▶ Assigned task
Set down the material again. Keep every line exactly as it is.

▶ Supplied entries
--------------------
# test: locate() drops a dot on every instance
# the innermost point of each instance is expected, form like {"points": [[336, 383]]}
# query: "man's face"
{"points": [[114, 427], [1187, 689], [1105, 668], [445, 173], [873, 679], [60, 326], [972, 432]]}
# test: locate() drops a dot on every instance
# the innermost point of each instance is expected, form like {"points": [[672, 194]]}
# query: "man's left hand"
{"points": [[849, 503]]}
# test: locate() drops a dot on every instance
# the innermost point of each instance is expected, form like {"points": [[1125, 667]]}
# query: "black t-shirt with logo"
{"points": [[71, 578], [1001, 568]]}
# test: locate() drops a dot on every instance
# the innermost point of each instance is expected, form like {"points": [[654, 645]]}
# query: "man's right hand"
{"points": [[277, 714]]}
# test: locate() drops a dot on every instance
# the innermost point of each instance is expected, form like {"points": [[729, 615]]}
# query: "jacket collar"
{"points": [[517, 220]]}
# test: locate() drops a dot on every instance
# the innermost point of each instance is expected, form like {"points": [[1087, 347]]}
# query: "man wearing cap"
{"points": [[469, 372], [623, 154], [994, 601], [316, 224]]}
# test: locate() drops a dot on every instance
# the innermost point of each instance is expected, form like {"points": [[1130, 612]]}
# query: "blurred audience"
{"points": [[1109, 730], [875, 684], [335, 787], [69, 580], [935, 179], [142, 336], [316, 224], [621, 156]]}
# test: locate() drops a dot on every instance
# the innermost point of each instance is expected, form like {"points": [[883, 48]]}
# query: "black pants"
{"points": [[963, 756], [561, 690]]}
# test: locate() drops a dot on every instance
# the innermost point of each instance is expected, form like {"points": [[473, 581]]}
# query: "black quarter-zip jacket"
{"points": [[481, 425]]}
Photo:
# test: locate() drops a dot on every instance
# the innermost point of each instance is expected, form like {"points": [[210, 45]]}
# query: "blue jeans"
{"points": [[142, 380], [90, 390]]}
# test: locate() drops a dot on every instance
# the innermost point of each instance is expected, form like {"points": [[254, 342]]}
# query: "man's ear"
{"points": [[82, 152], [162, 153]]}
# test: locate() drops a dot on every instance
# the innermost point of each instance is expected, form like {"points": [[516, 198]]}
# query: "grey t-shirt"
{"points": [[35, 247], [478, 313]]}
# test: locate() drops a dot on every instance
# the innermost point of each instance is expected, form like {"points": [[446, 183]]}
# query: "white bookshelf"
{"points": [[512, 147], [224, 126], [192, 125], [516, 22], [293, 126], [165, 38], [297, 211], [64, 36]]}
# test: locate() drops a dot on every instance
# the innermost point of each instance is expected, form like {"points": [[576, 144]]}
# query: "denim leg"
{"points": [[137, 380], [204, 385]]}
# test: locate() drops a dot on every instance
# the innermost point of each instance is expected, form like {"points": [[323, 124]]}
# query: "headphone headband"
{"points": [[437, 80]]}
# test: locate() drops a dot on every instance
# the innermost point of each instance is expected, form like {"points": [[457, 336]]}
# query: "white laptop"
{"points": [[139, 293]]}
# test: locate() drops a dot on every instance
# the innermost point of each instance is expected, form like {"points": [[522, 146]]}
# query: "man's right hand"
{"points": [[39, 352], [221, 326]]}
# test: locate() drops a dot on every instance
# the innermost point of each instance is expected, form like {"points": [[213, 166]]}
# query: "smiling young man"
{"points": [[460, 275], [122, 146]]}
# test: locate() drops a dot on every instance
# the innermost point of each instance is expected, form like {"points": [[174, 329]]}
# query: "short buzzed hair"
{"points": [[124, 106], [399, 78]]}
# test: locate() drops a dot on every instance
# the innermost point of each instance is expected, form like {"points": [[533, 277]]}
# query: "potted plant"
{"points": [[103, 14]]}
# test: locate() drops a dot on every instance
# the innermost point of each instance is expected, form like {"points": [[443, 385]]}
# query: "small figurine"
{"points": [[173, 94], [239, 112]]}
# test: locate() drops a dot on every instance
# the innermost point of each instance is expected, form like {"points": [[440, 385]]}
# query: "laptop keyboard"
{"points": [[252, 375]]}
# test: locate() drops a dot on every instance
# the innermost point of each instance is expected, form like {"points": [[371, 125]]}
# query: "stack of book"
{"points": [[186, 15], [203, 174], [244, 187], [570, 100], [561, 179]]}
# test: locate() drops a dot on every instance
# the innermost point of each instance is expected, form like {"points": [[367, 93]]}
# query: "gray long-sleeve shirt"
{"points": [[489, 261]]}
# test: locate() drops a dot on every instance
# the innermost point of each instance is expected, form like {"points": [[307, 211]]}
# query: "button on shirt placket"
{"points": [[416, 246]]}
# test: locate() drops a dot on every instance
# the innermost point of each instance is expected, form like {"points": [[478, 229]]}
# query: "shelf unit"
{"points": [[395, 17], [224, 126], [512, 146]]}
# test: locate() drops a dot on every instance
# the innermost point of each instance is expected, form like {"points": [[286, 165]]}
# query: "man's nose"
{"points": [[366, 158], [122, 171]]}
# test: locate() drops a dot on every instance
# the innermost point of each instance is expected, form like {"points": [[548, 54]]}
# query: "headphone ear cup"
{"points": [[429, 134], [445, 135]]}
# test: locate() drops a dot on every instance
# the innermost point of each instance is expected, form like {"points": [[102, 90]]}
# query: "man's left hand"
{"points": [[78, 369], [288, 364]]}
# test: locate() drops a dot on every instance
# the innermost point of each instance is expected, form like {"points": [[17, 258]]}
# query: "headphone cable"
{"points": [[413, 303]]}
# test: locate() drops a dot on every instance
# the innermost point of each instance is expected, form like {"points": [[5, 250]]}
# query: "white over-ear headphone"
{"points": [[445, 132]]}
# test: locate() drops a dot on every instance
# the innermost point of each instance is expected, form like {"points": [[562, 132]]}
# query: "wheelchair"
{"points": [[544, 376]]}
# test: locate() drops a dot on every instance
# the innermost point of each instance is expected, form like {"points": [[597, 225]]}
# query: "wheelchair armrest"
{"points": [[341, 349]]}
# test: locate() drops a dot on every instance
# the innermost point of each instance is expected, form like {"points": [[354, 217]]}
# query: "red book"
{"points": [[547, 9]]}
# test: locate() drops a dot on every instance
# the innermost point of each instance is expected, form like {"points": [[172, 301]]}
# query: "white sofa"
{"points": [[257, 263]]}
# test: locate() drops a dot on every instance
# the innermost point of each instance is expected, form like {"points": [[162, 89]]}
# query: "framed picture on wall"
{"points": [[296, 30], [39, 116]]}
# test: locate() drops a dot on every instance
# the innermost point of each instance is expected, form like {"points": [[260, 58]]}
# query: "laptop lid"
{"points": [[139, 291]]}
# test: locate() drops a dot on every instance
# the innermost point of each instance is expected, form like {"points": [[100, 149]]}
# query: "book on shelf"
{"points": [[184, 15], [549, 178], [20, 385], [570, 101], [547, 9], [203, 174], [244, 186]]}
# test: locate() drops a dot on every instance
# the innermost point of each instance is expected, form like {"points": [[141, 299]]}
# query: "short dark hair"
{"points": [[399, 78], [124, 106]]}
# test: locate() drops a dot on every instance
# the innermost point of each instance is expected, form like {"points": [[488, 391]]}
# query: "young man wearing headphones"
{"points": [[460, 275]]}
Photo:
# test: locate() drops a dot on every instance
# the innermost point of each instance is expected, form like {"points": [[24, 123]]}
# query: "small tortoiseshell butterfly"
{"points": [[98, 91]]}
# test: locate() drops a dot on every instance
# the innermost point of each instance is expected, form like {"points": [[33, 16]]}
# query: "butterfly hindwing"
--------------------
▶ Output for this exercise
# test: locate() drops a dot on every instance
# the innermost point of each instance is expected, form like {"points": [[336, 383]]}
# query: "man's face"
{"points": [[114, 427], [1187, 689], [1105, 668], [445, 173], [873, 679], [60, 326], [972, 432]]}
# test: locate() drops a dot on every instance
# the innermost point of each instance is expected, form like {"points": [[672, 194]]}
# query: "man's left hand"
{"points": [[849, 503]]}
# test: locate() drops a dot on every instance
# the innermost point of each instance is expected, form like {"points": [[1125, 667]]}
# query: "black t-shirt with logo"
{"points": [[71, 578], [1001, 568]]}
# test: locate() drops a dot on every instance
# the innermost point of each instance is expected, form like {"points": [[654, 645]]}
# query: "man's right hand"
{"points": [[277, 714]]}
# test: locate() drops a dot on every instance
# the innermost point of each instance is expected, form like {"points": [[729, 615]]}
# query: "jacket collar"
{"points": [[517, 220]]}
# test: locate() drops a dot on every instance
# the innermost point of each instance is expected, form like {"points": [[1087, 347]]}
# query: "man wearing cap"
{"points": [[469, 372], [623, 154], [994, 601], [316, 224]]}
# test: locate() drops a dot on every instance
# the innermost point of each instance is expected, form like {"points": [[1130, 612]]}
# query: "blurred audience"
{"points": [[1109, 730], [875, 684], [335, 787], [69, 580], [935, 179], [142, 336], [316, 224], [621, 156]]}
# test: locate() drops a dot on every instance
# the innermost point of each instance is expected, form like {"points": [[883, 48]]}
# query: "black pants"
{"points": [[963, 756], [561, 690]]}
# test: locate() drops a dot on every instance
# the innermost point of each instance is expected, form like {"points": [[473, 581]]}
# query: "black quarter-zip jacket"
{"points": [[481, 425]]}
Photo:
# test: locate() drops a dot on every instance
# the innermost point of each instance is expected, form like {"points": [[210, 45]]}
# query: "blue jeans"
{"points": [[142, 380], [90, 390]]}
# test: locate() drops a dot on every instance
# the innermost point of each instance is expected, form like {"points": [[254, 342]]}
# query: "man's ear"
{"points": [[82, 152], [162, 153]]}
# test: locate() drops a dot on every instance
# the innermost point of each instance is expected, form like {"points": [[516, 198]]}
# query: "grey t-shirt"
{"points": [[35, 247], [478, 313]]}
# test: locate() drops a dot on every instance
# the innermost point of each instance is expected, form like {"points": [[446, 183]]}
# query: "white bookshelf"
{"points": [[512, 147], [224, 126], [192, 125], [516, 22], [293, 126], [165, 38], [297, 211], [64, 36]]}
# test: locate() drops a dot on every instance
# the innermost point of each instance is expected, form like {"points": [[576, 144]]}
# query: "denim leg"
{"points": [[137, 380], [204, 385]]}
# test: locate() drops a dot on every instance
# the innermost point of each instance is expected, form like {"points": [[323, 124]]}
# query: "headphone headband"
{"points": [[437, 80]]}
# test: locate() drops a dot on every instance
# the innermost point of each instance is expected, form like {"points": [[457, 336]]}
# query: "white laptop"
{"points": [[139, 293]]}
# test: locate() drops a dot on every instance
# the innermost point of each instance is expected, form like {"points": [[522, 146]]}
# query: "man's right hand"
{"points": [[39, 352], [221, 326]]}
# test: locate() drops a dot on every instance
# the innermost point of each instance is expected, form like {"points": [[213, 166]]}
# query: "smiling young man"
{"points": [[460, 275], [122, 146]]}
# test: locate() drops a dot on every instance
# the innermost point of each instance is expected, form like {"points": [[174, 329]]}
# query: "short buzzed hair"
{"points": [[124, 106], [399, 78]]}
# test: locate() drops a dot on every instance
# the innermost point of each instance is expected, form like {"points": [[533, 277]]}
# query: "potted plant"
{"points": [[103, 14]]}
# test: locate() drops a dot on every instance
# the innermost point of each instance is expected, form like {"points": [[443, 385]]}
# query: "small figurine"
{"points": [[173, 94], [239, 112]]}
# test: locate() drops a dot on every instance
# the innermost point of each instance is expected, form like {"points": [[440, 385]]}
# query: "laptop keyboard"
{"points": [[252, 375]]}
# test: locate() drops a dot on every instance
# the innermost point of each instance is expected, form like {"points": [[371, 125]]}
# query: "stack of book"
{"points": [[186, 15], [203, 174], [244, 187], [570, 100], [561, 179]]}
# test: locate() drops a dot on every instance
# the innermost point of each instance is expected, form like {"points": [[367, 93]]}
# query: "gray long-sleeve shirt"
{"points": [[489, 261]]}
# test: locate() drops a dot on every instance
# the innermost point of each instance is expected, form like {"points": [[307, 211]]}
# query: "button on shirt placket"
{"points": [[416, 246]]}
# test: locate() drops a dot on every instance
# the innermost point of each instance is expected, form like {"points": [[478, 229]]}
# query: "shelf unit"
{"points": [[395, 17], [224, 126], [512, 146]]}
# test: locate() drops a dot on every instance
# the innermost point of each instance is expected, form like {"points": [[286, 165]]}
# query: "man's nose"
{"points": [[366, 158], [122, 171]]}
# test: locate() drops a dot on every instance
# the innermost point of each instance is expected, form like {"points": [[548, 54]]}
# query: "headphone ear cup"
{"points": [[429, 134], [445, 135]]}
# test: locate() drops a dot on every instance
# the innermost point of each instance is expected, form like {"points": [[102, 90]]}
# query: "man's left hand"
{"points": [[78, 369], [288, 364]]}
# test: locate() drops a dot on every instance
# the innermost point of each instance is expected, form like {"points": [[17, 258]]}
# query: "headphone cable"
{"points": [[413, 303]]}
# test: locate() drops a dot on every instance
# the innermost point of each instance is expected, form like {"points": [[5, 250]]}
# query: "white over-ear headphone"
{"points": [[445, 132]]}
# test: locate() drops a dot on every instance
# the innermost point of each instance is expected, form like {"points": [[562, 132]]}
# query: "wheelchair"
{"points": [[544, 376]]}
# test: locate() drops a dot on every instance
# the innermost point of each instance is expected, form like {"points": [[597, 225]]}
# query: "wheelchair armrest"
{"points": [[341, 349]]}
# test: locate() drops a dot on every instance
# the innermost point of each instance is expected, form like {"points": [[354, 217]]}
# query: "red book"
{"points": [[547, 9]]}
# test: locate() drops a dot on every instance
# the innermost point of each instance is expected, form like {"points": [[172, 301]]}
# query: "white sofa"
{"points": [[257, 263]]}
# test: locate() drops a dot on every instance
# the innermost point of each instance is expected, form like {"points": [[162, 89]]}
# query: "framed picture on wall"
{"points": [[296, 30], [39, 116]]}
# test: locate() drops a dot on every instance
# the innermost point of each instance is expected, form like {"points": [[260, 58]]}
# query: "laptop lid"
{"points": [[139, 291]]}
# test: locate() drops a dot on every instance
# the innermost point of each instance is expected, form like {"points": [[100, 149]]}
# query: "book on shelf"
{"points": [[184, 15], [549, 178], [20, 385], [570, 101], [547, 9], [203, 174], [244, 186]]}
# test: locate() drops a dot on every instance
# the innermost point of each instance is expected, form like {"points": [[141, 299]]}
# query: "short dark hair"
{"points": [[399, 78], [124, 106]]}
# test: locate() drops a dot on every instance
# the innermost point of each instance is expected, form like {"points": [[488, 391]]}
# query: "young man wearing headphones"
{"points": [[460, 275]]}
Photo:
# test: locate() drops a dot on every instance
# the innermost point of each instance is expected, form like {"points": [[24, 123]]}
# query: "small tortoiseshell butterfly"
{"points": [[98, 91]]}
# test: locate() drops a dot on every instance
# the innermost point of each instance is expected, form like {"points": [[33, 16]]}
# query: "butterfly hindwing"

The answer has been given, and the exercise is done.